Required action: Count the lines below that contain the string "tight". Reply with the number alone.

Material shown:

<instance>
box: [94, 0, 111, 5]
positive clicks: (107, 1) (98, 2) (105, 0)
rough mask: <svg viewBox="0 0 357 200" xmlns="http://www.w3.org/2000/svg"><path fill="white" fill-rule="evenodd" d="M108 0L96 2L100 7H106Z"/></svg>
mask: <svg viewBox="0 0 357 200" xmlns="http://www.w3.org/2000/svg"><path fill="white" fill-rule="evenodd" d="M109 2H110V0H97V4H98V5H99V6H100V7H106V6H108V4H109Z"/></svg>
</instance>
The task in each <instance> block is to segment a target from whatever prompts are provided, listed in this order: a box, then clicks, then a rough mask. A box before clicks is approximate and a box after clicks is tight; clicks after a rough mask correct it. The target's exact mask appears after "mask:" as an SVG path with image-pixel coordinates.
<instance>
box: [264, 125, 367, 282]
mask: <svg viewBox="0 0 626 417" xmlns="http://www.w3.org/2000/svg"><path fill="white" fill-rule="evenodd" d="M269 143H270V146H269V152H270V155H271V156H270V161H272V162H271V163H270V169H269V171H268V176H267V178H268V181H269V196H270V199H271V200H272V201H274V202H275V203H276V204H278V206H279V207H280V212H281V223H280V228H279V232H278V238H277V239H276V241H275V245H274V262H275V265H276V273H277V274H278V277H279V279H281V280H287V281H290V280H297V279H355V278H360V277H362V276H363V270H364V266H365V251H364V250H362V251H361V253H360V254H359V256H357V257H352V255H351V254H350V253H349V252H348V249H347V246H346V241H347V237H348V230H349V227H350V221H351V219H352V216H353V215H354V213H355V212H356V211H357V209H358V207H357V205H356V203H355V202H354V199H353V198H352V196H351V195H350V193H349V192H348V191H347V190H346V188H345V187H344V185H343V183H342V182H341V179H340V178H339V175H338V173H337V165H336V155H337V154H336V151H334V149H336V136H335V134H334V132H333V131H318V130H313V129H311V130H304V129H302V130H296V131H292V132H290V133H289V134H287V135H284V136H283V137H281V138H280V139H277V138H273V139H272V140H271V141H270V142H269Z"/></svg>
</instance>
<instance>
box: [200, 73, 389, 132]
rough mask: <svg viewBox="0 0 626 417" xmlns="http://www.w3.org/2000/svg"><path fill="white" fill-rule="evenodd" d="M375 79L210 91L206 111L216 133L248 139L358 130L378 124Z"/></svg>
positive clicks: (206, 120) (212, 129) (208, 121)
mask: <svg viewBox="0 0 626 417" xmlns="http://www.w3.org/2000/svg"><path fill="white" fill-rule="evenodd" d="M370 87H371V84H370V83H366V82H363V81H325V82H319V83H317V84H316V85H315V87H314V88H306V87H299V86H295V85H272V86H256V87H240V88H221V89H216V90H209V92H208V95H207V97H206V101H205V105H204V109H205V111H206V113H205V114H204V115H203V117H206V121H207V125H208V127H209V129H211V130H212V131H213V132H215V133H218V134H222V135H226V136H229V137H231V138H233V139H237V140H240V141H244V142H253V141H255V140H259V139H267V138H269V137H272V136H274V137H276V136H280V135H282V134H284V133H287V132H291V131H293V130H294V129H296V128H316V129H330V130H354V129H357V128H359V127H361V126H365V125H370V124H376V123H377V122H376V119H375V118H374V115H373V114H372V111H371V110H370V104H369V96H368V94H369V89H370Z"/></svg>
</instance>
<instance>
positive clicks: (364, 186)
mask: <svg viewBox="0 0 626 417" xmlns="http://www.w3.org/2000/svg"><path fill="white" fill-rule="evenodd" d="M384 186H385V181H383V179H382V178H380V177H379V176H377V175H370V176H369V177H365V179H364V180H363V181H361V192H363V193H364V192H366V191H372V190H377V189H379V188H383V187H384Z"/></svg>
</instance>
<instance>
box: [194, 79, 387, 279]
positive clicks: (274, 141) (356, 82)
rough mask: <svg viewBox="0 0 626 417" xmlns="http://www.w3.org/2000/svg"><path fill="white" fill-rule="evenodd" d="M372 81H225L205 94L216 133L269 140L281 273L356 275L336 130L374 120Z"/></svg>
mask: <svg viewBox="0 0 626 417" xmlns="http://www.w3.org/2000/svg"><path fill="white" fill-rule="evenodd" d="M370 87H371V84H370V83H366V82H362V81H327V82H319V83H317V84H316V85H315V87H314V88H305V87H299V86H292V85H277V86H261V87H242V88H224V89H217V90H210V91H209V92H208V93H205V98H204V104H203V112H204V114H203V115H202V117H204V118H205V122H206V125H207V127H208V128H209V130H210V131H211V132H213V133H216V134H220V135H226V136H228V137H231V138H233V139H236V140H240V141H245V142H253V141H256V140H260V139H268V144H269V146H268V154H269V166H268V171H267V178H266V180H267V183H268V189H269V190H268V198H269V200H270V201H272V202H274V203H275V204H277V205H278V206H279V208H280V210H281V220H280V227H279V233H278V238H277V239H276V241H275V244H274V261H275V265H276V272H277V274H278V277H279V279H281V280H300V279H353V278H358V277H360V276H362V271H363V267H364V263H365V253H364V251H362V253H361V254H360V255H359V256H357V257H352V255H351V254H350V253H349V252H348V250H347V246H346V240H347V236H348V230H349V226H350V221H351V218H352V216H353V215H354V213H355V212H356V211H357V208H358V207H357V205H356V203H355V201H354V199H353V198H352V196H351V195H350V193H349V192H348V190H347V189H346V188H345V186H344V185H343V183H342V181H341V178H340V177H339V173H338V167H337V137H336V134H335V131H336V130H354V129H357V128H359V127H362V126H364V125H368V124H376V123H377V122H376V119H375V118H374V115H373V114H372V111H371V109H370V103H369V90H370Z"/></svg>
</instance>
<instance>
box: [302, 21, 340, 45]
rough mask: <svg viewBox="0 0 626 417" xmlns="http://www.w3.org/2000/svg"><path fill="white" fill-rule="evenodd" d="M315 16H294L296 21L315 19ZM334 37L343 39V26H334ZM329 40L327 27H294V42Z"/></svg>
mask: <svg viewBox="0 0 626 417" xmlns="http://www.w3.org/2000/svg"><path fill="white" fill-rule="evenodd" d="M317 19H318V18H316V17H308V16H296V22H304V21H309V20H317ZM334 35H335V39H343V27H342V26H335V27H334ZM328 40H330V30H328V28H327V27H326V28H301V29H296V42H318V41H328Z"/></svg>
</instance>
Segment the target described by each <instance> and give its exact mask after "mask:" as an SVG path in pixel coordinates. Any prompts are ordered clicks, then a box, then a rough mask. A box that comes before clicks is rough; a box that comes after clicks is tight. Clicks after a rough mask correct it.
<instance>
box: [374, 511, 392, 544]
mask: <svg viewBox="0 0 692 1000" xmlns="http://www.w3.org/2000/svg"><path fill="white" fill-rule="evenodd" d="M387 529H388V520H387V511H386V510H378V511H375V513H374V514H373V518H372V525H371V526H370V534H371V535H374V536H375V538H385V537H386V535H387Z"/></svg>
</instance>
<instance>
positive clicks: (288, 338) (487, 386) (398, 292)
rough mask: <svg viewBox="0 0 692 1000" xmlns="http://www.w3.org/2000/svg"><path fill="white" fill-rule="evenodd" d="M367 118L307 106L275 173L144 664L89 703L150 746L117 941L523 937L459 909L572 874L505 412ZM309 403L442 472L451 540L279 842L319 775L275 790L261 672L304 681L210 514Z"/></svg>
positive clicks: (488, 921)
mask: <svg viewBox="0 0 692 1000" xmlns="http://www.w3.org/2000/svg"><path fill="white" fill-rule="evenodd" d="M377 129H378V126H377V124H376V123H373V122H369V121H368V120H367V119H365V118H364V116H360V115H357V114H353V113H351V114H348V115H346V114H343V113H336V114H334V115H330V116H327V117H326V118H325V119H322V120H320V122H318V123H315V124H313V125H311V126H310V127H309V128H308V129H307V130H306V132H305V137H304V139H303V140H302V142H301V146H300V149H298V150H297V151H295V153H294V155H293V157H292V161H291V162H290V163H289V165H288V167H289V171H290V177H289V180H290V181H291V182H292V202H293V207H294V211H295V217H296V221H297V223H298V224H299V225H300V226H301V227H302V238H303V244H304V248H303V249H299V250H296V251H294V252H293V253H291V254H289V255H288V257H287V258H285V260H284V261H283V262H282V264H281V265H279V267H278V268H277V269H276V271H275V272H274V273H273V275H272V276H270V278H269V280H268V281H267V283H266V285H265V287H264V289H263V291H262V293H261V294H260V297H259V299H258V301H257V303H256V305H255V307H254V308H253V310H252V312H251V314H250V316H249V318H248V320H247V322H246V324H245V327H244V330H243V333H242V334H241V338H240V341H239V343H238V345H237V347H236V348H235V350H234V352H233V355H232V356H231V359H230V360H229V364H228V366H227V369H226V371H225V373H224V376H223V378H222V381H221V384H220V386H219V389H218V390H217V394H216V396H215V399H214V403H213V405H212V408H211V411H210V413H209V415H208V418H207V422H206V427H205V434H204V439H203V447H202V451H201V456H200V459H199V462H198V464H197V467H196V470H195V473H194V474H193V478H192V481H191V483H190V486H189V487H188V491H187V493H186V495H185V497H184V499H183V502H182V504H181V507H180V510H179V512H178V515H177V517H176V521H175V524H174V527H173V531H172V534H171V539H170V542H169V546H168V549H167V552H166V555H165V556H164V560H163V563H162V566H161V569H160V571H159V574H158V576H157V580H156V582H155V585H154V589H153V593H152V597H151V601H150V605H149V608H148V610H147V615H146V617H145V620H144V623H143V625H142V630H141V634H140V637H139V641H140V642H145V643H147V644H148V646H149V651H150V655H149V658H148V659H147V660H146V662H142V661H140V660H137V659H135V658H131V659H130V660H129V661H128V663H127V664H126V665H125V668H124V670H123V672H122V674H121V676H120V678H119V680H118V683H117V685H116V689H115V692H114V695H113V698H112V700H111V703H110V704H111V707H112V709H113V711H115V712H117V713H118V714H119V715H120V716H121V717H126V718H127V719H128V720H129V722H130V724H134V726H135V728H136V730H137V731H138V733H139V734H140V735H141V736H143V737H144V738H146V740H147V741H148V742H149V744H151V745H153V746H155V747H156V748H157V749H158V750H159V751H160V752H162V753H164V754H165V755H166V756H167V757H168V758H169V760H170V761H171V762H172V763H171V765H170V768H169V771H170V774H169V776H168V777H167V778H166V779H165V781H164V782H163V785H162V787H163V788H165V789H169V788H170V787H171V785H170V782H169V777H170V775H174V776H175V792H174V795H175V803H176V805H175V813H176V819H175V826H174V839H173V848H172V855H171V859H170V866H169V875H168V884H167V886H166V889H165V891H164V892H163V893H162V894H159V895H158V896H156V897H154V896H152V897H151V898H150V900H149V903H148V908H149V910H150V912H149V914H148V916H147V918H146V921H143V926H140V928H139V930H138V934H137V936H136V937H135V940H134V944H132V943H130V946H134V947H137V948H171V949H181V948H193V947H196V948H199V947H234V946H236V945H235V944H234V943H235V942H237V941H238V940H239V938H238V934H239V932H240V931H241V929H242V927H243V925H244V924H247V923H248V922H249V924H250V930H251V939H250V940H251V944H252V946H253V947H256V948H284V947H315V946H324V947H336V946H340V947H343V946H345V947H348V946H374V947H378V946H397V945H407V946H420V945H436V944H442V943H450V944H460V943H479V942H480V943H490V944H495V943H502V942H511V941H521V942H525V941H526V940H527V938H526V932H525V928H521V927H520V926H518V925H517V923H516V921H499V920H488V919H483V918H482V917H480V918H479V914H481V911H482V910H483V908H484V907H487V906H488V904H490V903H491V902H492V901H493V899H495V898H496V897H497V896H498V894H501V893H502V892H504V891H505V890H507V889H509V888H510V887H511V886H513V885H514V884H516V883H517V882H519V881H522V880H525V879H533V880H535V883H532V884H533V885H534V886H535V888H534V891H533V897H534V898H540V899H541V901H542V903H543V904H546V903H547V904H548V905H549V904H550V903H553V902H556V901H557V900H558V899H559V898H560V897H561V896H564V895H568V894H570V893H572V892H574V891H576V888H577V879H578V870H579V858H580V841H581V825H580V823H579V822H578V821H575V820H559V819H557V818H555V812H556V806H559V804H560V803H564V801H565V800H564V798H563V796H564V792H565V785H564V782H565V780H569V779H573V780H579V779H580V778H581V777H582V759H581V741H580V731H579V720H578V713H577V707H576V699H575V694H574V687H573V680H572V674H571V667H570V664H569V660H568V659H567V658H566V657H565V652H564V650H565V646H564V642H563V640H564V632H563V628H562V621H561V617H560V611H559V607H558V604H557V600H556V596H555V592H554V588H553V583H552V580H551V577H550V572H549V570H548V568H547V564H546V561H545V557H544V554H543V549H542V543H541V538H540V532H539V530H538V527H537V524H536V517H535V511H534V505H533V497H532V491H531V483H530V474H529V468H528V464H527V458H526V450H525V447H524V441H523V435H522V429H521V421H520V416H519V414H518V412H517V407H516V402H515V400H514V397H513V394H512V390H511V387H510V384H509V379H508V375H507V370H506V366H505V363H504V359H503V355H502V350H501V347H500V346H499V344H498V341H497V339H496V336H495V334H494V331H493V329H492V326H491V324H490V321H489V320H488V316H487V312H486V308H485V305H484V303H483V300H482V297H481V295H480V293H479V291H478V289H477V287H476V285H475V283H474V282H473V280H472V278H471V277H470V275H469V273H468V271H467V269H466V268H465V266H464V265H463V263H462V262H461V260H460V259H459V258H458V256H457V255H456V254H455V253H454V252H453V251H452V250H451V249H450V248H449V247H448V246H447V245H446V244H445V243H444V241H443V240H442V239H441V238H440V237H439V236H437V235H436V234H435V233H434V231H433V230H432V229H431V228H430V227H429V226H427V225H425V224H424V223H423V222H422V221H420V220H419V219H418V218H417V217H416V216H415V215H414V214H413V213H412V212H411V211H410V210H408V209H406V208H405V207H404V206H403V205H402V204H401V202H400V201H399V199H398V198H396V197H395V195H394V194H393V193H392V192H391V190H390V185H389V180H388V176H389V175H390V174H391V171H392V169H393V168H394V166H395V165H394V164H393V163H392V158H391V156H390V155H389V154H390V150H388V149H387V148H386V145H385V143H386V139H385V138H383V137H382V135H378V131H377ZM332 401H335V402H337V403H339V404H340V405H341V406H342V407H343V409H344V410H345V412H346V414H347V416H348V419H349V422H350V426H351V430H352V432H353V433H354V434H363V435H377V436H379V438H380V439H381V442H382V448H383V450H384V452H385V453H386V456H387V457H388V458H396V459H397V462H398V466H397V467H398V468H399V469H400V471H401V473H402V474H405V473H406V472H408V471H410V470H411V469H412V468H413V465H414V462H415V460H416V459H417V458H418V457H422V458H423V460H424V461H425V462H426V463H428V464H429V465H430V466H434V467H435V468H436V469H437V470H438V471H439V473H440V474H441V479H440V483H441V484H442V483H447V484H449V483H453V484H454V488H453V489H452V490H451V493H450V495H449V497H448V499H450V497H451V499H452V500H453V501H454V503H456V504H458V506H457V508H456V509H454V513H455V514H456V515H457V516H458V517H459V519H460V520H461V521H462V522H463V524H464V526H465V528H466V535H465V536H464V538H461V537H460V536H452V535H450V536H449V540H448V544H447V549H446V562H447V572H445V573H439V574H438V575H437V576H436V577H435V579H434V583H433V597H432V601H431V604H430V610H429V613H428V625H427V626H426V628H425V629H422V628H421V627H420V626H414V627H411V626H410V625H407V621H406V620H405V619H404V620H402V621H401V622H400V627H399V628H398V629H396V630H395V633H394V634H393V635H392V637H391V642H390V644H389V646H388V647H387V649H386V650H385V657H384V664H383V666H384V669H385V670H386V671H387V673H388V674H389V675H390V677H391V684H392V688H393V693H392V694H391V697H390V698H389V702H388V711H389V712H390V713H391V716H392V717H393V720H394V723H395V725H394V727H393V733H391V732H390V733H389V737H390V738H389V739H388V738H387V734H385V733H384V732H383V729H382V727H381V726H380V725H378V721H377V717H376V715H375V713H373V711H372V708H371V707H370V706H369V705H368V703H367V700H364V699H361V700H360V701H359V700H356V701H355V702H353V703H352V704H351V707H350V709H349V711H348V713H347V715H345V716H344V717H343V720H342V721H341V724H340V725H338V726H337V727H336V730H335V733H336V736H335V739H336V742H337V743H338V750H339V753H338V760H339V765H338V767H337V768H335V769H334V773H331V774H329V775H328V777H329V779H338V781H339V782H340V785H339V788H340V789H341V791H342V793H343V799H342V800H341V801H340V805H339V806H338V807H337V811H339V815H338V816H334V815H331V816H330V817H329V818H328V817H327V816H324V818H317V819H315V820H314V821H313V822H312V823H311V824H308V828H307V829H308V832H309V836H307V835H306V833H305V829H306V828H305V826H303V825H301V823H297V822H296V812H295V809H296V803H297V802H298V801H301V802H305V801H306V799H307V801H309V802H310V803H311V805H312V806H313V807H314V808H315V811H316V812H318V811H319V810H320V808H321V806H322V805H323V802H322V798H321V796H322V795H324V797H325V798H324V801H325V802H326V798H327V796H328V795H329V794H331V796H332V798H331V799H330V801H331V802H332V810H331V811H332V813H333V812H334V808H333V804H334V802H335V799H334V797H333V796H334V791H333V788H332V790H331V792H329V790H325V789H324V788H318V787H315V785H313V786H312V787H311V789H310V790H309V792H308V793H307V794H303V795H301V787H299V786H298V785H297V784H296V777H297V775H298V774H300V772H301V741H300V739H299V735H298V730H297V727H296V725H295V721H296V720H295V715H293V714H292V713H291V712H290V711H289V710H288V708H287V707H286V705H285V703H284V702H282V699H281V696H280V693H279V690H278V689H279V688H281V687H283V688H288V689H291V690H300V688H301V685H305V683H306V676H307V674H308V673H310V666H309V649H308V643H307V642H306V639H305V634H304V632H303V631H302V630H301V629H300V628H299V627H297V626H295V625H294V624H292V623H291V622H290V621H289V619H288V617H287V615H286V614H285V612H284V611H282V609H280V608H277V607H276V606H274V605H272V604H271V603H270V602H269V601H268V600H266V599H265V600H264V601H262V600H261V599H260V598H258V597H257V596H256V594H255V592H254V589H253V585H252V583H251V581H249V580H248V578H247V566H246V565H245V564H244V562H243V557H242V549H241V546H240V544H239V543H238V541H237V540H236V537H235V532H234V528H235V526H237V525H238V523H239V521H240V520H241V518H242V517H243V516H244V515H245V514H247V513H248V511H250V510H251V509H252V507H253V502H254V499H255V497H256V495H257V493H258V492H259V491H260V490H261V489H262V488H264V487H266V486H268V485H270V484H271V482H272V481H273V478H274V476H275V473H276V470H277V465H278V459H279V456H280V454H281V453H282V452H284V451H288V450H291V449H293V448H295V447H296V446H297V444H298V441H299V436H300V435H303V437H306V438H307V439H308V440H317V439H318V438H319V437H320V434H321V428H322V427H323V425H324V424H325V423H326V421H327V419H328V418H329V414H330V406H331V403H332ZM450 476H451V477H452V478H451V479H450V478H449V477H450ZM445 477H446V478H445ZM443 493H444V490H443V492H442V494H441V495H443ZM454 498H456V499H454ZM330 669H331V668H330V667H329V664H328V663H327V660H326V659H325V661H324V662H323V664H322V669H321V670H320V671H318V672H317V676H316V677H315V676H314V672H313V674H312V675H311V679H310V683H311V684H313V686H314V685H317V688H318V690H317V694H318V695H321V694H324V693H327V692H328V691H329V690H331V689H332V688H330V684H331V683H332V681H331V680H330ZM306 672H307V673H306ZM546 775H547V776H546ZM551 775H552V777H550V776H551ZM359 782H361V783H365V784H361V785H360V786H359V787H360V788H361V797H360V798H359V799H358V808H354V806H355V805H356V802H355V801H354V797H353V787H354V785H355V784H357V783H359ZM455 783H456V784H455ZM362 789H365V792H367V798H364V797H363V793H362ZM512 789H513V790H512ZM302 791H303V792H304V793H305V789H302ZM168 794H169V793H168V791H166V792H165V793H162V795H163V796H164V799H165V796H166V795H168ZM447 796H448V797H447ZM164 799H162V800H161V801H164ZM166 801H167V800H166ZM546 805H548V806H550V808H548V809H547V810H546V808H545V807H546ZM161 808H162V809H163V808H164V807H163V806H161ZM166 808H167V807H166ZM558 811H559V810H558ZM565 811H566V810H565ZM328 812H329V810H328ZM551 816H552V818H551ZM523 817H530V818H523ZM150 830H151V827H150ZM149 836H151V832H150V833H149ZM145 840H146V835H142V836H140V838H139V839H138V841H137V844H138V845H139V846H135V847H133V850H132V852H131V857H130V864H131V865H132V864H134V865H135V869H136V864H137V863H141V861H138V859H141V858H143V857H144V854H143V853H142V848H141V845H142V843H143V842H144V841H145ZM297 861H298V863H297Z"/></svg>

Response for this exercise: 2